Records from a data source:
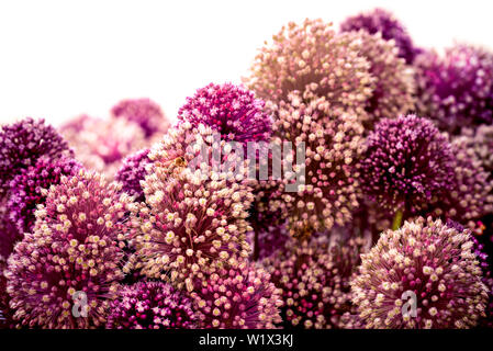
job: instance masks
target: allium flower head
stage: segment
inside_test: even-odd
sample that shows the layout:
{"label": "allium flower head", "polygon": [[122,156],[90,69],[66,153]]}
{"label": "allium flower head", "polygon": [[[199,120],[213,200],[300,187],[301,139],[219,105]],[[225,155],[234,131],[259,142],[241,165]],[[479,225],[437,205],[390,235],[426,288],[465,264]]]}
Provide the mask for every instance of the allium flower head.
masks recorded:
{"label": "allium flower head", "polygon": [[51,160],[40,158],[34,166],[22,170],[10,182],[10,197],[7,211],[20,234],[31,231],[34,226],[37,205],[43,204],[51,185],[60,182],[63,176],[78,173],[81,165],[70,158]]}
{"label": "allium flower head", "polygon": [[434,197],[425,214],[452,219],[473,228],[475,220],[493,213],[491,172],[484,170],[468,137],[456,137],[451,143],[451,150],[456,158],[452,188]]}
{"label": "allium flower head", "polygon": [[[273,141],[305,143],[305,183],[288,192],[293,179],[284,177],[270,196],[270,211],[281,210],[292,234],[330,229],[351,220],[358,206],[359,165],[363,127],[354,114],[330,109],[323,99],[302,103],[299,94],[277,106]],[[293,160],[296,159],[293,146]],[[294,162],[293,162],[294,163]],[[295,170],[294,170],[295,171]]]}
{"label": "allium flower head", "polygon": [[[469,230],[421,217],[383,233],[361,259],[351,287],[367,328],[471,328],[484,315],[486,287]],[[415,316],[404,306],[410,296]]]}
{"label": "allium flower head", "polygon": [[397,57],[394,43],[383,39],[380,33],[369,34],[366,31],[343,33],[340,36],[359,43],[359,54],[369,61],[370,73],[376,78],[373,92],[366,104],[369,127],[380,118],[414,110],[413,71]]}
{"label": "allium flower head", "polygon": [[367,140],[362,188],[381,206],[410,215],[451,189],[455,161],[447,137],[430,121],[384,118]]}
{"label": "allium flower head", "polygon": [[141,181],[147,174],[146,167],[152,163],[148,154],[149,149],[142,149],[128,156],[115,176],[115,180],[123,184],[123,191],[134,196],[136,202],[144,201]]}
{"label": "allium flower head", "polygon": [[282,301],[270,275],[246,262],[197,281],[191,294],[200,328],[270,329]]}
{"label": "allium flower head", "polygon": [[119,290],[107,328],[191,329],[195,324],[189,297],[163,282],[138,282]]}
{"label": "allium flower head", "polygon": [[329,246],[326,239],[290,241],[264,260],[271,280],[282,292],[285,328],[340,328],[340,317],[351,309],[349,279],[359,263],[361,238]]}
{"label": "allium flower head", "polygon": [[7,292],[19,328],[105,325],[123,278],[119,234],[130,199],[120,191],[85,170],[49,188],[33,233],[8,260]]}
{"label": "allium flower head", "polygon": [[413,41],[402,23],[389,11],[374,9],[350,16],[340,24],[340,31],[343,32],[360,30],[370,34],[380,33],[385,41],[393,39],[399,48],[399,57],[404,58],[407,64],[412,64],[419,52],[413,46]]}
{"label": "allium flower head", "polygon": [[5,262],[22,234],[10,219],[4,205],[0,205],[0,262]]}
{"label": "allium flower head", "polygon": [[9,191],[9,182],[21,170],[34,166],[45,156],[57,159],[71,156],[67,143],[44,120],[24,118],[0,129],[0,197]]}
{"label": "allium flower head", "polygon": [[197,170],[188,163],[198,154],[187,146],[212,134],[210,127],[186,122],[152,149],[152,171],[142,183],[145,203],[133,204],[128,220],[135,267],[180,288],[193,288],[195,275],[248,257],[246,217],[253,195],[242,181],[246,170],[232,179],[231,172],[214,171],[205,162]]}
{"label": "allium flower head", "polygon": [[293,240],[285,225],[270,226],[269,223],[266,223],[265,226],[265,228],[259,228],[257,238],[255,238],[254,231],[248,233],[247,236],[248,242],[254,249],[251,253],[258,251],[257,257],[253,257],[255,261],[270,257],[279,249],[284,248],[288,241]]}
{"label": "allium flower head", "polygon": [[440,128],[493,123],[493,54],[458,44],[419,55],[415,63],[417,112],[434,118]]}
{"label": "allium flower head", "polygon": [[166,133],[169,128],[168,118],[157,103],[149,99],[128,99],[119,102],[111,113],[115,117],[123,117],[137,123],[146,138],[156,133]]}
{"label": "allium flower head", "polygon": [[204,124],[217,131],[226,140],[246,145],[247,141],[268,141],[271,118],[265,102],[253,91],[232,83],[199,89],[178,111],[178,120],[192,125]]}
{"label": "allium flower head", "polygon": [[[77,122],[77,123],[76,123]],[[104,172],[111,179],[122,159],[146,144],[138,124],[125,118],[78,117],[60,131],[87,169]]]}
{"label": "allium flower head", "polygon": [[468,155],[474,154],[483,169],[493,176],[493,125],[464,128],[460,137],[466,139]]}
{"label": "allium flower head", "polygon": [[258,97],[276,103],[291,91],[310,91],[363,117],[372,78],[359,48],[359,43],[338,36],[322,20],[291,22],[260,49],[246,81]]}

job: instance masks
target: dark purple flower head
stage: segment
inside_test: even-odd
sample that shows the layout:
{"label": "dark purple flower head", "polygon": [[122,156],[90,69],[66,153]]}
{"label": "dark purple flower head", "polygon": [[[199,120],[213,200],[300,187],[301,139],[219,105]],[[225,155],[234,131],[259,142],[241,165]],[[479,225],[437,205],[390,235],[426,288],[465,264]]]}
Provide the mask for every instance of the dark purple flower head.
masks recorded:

Exercise brief = Write out every item above line for line, leaving out the pictures.

Complete output =
job: instance masks
target: allium flower head
stage: segment
inside_test: even-odd
sample that shows the layout:
{"label": "allium flower head", "polygon": [[122,156],[90,69],[66,153]]}
{"label": "allium flower head", "polygon": [[[199,120],[213,200],[300,187],[301,139],[219,105]],[[225,155],[234,131],[259,142],[241,165]],[[479,225],[437,205],[390,235],[426,288],[465,264]]]}
Provide the mask for every instance of the allium flower head.
masks recorded:
{"label": "allium flower head", "polygon": [[51,160],[40,158],[34,166],[22,170],[10,182],[10,197],[7,211],[20,234],[31,231],[34,226],[37,205],[43,204],[51,185],[60,182],[63,176],[78,173],[81,165],[70,158]]}
{"label": "allium flower head", "polygon": [[434,197],[425,214],[452,219],[473,228],[475,220],[493,213],[491,172],[484,170],[468,137],[456,137],[451,143],[451,150],[456,158],[452,188]]}
{"label": "allium flower head", "polygon": [[[273,141],[305,143],[305,183],[288,192],[293,179],[284,177],[270,196],[270,211],[281,210],[292,234],[330,229],[351,220],[358,206],[359,165],[363,127],[354,114],[330,109],[323,99],[302,103],[299,94],[277,106]],[[293,160],[296,159],[293,146]],[[294,162],[293,162],[294,163]],[[295,170],[294,170],[295,171]]]}
{"label": "allium flower head", "polygon": [[[469,230],[421,217],[383,233],[361,259],[351,287],[367,328],[471,328],[484,315],[486,287]],[[415,316],[404,306],[410,296]]]}
{"label": "allium flower head", "polygon": [[397,57],[394,43],[383,39],[380,33],[369,34],[366,31],[343,33],[340,36],[359,43],[359,54],[369,61],[370,73],[376,78],[373,92],[366,104],[369,127],[380,118],[414,110],[413,71]]}
{"label": "allium flower head", "polygon": [[367,140],[362,188],[381,206],[410,215],[451,189],[455,161],[447,137],[430,121],[384,118]]}
{"label": "allium flower head", "polygon": [[141,181],[147,174],[146,167],[152,163],[148,154],[149,149],[142,149],[128,156],[115,176],[115,180],[123,184],[123,191],[134,196],[136,202],[144,201]]}
{"label": "allium flower head", "polygon": [[282,301],[270,275],[246,262],[197,281],[191,294],[200,328],[270,329]]}
{"label": "allium flower head", "polygon": [[119,290],[107,328],[191,329],[195,324],[189,297],[163,282],[138,282]]}
{"label": "allium flower head", "polygon": [[329,246],[326,239],[290,241],[264,260],[271,280],[282,292],[285,328],[340,328],[340,317],[351,309],[349,279],[359,263],[361,238]]}
{"label": "allium flower head", "polygon": [[7,292],[19,328],[105,325],[123,278],[119,234],[130,199],[120,191],[85,170],[49,188],[33,233],[8,260]]}
{"label": "allium flower head", "polygon": [[413,41],[402,23],[389,11],[374,9],[350,16],[340,24],[340,31],[343,32],[360,30],[370,34],[380,33],[385,41],[393,39],[399,48],[399,57],[404,58],[407,64],[412,64],[419,52],[413,46]]}
{"label": "allium flower head", "polygon": [[5,262],[22,234],[10,219],[4,205],[0,205],[0,262]]}
{"label": "allium flower head", "polygon": [[9,191],[9,182],[21,170],[34,166],[45,156],[57,159],[71,156],[67,143],[44,120],[24,118],[0,129],[0,197]]}
{"label": "allium flower head", "polygon": [[197,170],[188,163],[198,154],[187,146],[212,134],[210,127],[186,122],[152,149],[152,171],[142,183],[145,203],[133,204],[128,220],[135,267],[180,288],[193,288],[195,275],[248,257],[246,217],[253,195],[242,181],[246,170],[232,179],[231,172],[214,171],[205,162]]}
{"label": "allium flower head", "polygon": [[293,240],[285,225],[270,226],[269,223],[266,223],[265,226],[265,228],[259,228],[257,238],[255,238],[254,231],[248,233],[247,236],[248,242],[254,249],[251,253],[258,251],[257,257],[253,257],[255,261],[270,257],[279,249],[284,248],[288,241]]}
{"label": "allium flower head", "polygon": [[440,128],[493,123],[493,54],[458,44],[419,55],[415,63],[417,112],[434,118]]}
{"label": "allium flower head", "polygon": [[166,133],[169,128],[168,118],[157,103],[149,99],[128,99],[119,102],[111,113],[115,117],[123,117],[137,123],[146,138],[156,133]]}
{"label": "allium flower head", "polygon": [[204,124],[217,131],[226,140],[246,145],[247,141],[268,141],[271,118],[265,102],[253,91],[232,83],[199,89],[178,111],[178,120],[192,125]]}
{"label": "allium flower head", "polygon": [[[77,122],[77,123],[76,123]],[[104,172],[111,179],[122,159],[146,144],[138,124],[125,118],[78,117],[60,131],[87,169]]]}
{"label": "allium flower head", "polygon": [[468,155],[474,154],[483,169],[493,176],[493,125],[464,128],[460,137],[466,139]]}
{"label": "allium flower head", "polygon": [[258,97],[276,103],[291,91],[310,91],[363,117],[372,78],[359,48],[359,43],[338,36],[322,20],[291,22],[260,49],[246,81]]}

job: instance masks
target: dark purple flower head
stage: segment
inside_test: even-odd
sample that shows the layout:
{"label": "dark purple flower head", "polygon": [[122,156],[90,69],[66,153]]}
{"label": "dark purple flower head", "polygon": [[[199,120],[213,200],[300,187],[301,139],[219,105]],[[225,155],[234,131],[259,142],[241,165]],[[479,225],[437,205],[390,235],[426,288],[465,264]]]}
Provide the mask for every instance of the dark purple flower head.
masks recorded:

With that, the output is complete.